Stated exercise
Rewrite the records from the line that has "Exercise. Mark the dormer" through the end of the records, keeping every line including the requests, and add -12 to each number in the point coordinates.

Dataset records
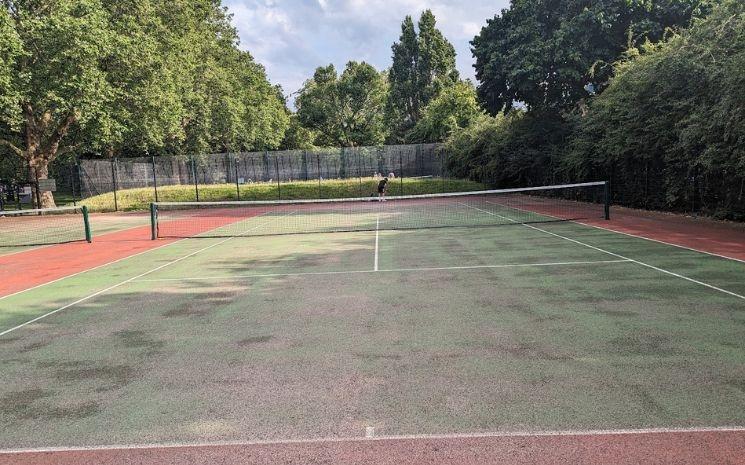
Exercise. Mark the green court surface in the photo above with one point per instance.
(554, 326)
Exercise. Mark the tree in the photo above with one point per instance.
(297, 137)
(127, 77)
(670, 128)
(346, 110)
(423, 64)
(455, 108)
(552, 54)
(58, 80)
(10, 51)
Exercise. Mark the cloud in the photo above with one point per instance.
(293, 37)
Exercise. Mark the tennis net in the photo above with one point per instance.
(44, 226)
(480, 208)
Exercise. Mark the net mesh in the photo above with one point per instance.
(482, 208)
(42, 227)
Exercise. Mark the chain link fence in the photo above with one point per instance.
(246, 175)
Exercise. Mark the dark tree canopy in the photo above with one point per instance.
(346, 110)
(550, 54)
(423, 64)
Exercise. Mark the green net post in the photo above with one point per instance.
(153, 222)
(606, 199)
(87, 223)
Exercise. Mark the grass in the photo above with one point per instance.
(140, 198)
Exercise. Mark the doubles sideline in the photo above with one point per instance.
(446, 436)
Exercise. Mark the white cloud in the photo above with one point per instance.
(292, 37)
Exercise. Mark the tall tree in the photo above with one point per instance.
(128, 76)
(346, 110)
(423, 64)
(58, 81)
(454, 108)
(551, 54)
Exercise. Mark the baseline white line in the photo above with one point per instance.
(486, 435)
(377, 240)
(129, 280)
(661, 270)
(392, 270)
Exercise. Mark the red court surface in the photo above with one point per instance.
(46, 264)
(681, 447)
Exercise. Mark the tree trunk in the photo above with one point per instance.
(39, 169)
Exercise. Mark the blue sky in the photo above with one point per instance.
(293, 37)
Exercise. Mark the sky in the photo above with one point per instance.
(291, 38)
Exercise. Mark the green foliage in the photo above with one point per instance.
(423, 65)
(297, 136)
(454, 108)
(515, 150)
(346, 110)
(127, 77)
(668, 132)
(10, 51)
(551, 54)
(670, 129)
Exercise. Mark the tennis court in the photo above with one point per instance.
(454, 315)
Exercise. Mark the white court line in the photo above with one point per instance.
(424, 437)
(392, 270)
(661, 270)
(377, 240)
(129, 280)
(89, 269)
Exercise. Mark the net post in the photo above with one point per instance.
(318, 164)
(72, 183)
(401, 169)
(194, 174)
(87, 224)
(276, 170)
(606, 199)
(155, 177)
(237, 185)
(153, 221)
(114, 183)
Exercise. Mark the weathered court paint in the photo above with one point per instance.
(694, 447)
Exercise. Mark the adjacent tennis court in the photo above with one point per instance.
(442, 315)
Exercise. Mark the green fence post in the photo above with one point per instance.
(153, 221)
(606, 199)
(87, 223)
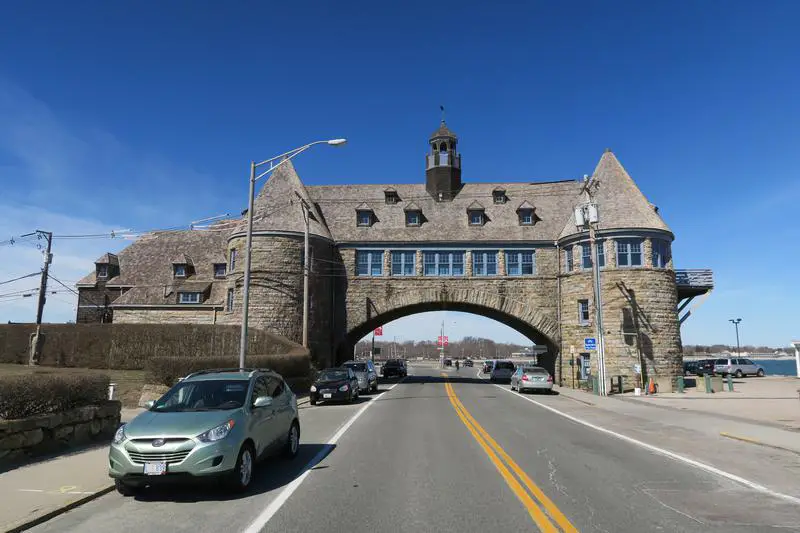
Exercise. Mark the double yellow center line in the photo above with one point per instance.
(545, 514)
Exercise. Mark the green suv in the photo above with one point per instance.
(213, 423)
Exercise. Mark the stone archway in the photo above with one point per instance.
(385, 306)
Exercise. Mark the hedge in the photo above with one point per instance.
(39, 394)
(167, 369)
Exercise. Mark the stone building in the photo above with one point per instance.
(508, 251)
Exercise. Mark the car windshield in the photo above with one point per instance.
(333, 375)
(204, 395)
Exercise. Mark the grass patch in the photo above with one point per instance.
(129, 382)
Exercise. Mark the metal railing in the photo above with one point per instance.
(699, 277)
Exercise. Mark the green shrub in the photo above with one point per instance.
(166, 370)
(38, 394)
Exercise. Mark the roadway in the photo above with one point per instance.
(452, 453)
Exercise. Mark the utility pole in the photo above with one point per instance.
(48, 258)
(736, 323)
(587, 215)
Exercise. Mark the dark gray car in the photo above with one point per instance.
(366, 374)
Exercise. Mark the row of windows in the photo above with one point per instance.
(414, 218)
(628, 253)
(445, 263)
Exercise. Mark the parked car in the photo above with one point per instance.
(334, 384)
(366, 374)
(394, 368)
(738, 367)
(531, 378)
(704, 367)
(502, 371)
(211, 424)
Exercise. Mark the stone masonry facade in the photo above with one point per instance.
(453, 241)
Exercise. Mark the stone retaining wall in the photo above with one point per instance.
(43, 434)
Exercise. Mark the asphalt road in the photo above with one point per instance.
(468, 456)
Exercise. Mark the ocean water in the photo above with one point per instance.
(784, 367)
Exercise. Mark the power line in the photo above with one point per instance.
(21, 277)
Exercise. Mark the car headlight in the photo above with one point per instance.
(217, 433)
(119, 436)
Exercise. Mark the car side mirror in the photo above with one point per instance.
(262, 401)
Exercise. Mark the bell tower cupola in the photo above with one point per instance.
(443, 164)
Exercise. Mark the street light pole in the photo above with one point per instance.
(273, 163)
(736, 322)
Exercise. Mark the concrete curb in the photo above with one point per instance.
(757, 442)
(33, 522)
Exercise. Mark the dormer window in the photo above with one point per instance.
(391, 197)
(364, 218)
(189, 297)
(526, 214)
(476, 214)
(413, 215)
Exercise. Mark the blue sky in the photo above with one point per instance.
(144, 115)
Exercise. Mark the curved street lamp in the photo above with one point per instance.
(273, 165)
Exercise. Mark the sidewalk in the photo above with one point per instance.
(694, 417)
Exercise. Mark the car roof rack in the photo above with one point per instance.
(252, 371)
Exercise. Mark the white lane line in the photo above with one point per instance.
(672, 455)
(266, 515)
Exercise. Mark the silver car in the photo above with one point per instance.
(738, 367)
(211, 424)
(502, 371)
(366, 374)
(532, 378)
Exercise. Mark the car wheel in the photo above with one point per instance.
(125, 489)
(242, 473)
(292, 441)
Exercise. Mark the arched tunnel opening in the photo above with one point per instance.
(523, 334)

Completed task
Exercise. Mark the dormer window in the photo above with one point per instance.
(379, 185)
(352, 206)
(177, 285)
(514, 202)
(464, 202)
(401, 203)
Exercise. Mark the blue sky in the photo above with one point per instance.
(132, 103)
Exercise. Mark the curved street lamp in the photo above with one point per instance.
(261, 153)
Exercise. Mark the sidewalk in the photo above with one point per instance.
(682, 405)
Exercise. Mark the car roof rack in the photo above with one point per instance.
(240, 359)
Exercise. Mark the white lane line in the photo above with one point per instance.
(660, 443)
(254, 503)
Exercise. Mark the silver car in the photo above with one point per instance.
(726, 355)
(199, 412)
(490, 359)
(354, 362)
(520, 366)
Exercise. Mark the car wheel in the photo above with one point per instance.
(113, 477)
(230, 461)
(280, 429)
Exercise. Mark the arched tunnel opening in the photo above with one point per instance.
(511, 322)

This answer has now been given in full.